GIVEN TASK:
Rewrite every line from the row containing "Target: dark window" through the last row below, requests included, scaling each point coordinate in the answers by 1.35. Round each scaled coordinate to a whole number, with halves rounded up, and leave the requests unchanged.

SUPPLIED ENTRIES:

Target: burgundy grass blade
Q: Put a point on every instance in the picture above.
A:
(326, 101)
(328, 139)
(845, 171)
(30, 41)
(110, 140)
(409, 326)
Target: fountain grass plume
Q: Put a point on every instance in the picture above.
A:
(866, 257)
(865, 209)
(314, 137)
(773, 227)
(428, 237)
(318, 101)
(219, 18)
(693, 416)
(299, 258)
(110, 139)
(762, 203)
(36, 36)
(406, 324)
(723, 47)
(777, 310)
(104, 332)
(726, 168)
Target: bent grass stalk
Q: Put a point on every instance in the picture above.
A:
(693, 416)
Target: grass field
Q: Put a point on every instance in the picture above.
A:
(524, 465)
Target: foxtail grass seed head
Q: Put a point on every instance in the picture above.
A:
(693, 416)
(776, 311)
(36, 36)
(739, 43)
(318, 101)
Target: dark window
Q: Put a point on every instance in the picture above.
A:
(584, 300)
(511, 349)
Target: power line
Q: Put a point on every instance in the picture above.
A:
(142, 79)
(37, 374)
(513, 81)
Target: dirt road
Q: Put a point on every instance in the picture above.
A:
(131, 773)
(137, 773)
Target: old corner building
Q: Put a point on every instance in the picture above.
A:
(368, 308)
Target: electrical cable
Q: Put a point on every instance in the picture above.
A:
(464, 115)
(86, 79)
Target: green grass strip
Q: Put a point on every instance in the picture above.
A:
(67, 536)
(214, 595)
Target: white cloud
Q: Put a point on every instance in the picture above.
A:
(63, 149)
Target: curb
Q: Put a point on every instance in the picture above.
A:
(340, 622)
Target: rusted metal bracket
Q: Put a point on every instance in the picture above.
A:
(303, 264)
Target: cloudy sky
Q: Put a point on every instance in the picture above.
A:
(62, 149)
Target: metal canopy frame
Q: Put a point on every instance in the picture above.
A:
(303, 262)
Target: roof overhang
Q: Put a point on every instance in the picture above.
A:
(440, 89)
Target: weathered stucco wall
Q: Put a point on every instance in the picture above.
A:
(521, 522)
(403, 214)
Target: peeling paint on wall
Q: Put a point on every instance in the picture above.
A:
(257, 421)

RESULT FOR THIS TASK:
Target: dark window
Q: Put a point on every instance in the picture above.
A:
(788, 405)
(690, 471)
Target: power line
Q: Put a point on every instance in the picture above.
A:
(192, 107)
(50, 505)
(693, 109)
Target: dirt road
Q: Put a point on every instance in the picture above.
A:
(177, 1044)
(185, 1044)
Target: old corner building
Q: Put a point on every instance in the picture above.
A:
(497, 416)
Target: electrical cable
Q: Put a point on every instance in the picture above.
A:
(626, 155)
(116, 107)
Target: green grass strip
Q: Put a point on every instance in the picture above.
A:
(90, 724)
(289, 803)
Target: white cloud
Q: Put a point on every instance in the picture above.
A:
(85, 201)
Target: curb
Q: Put a point on every instance in the picture above.
A:
(459, 840)
Target: rusted metal bracket
Q: Put a point on every instance in the picture above.
A:
(409, 356)
Target: cloudy sky
Q: Put a point on every instance in the picture above.
A:
(84, 201)
Target: metal canopy frame
Q: Put a point on every instance in the picture above.
A:
(409, 354)
Target: roof overhang
Q: Put a point on every instance in the picture above.
A:
(594, 120)
Target: weathered stucco wall
Q: Put a point on every instance in the picture above.
A:
(703, 705)
(544, 289)
Target: peeling paint on wall
Q: Put a point on every instance in the picture above.
A:
(347, 568)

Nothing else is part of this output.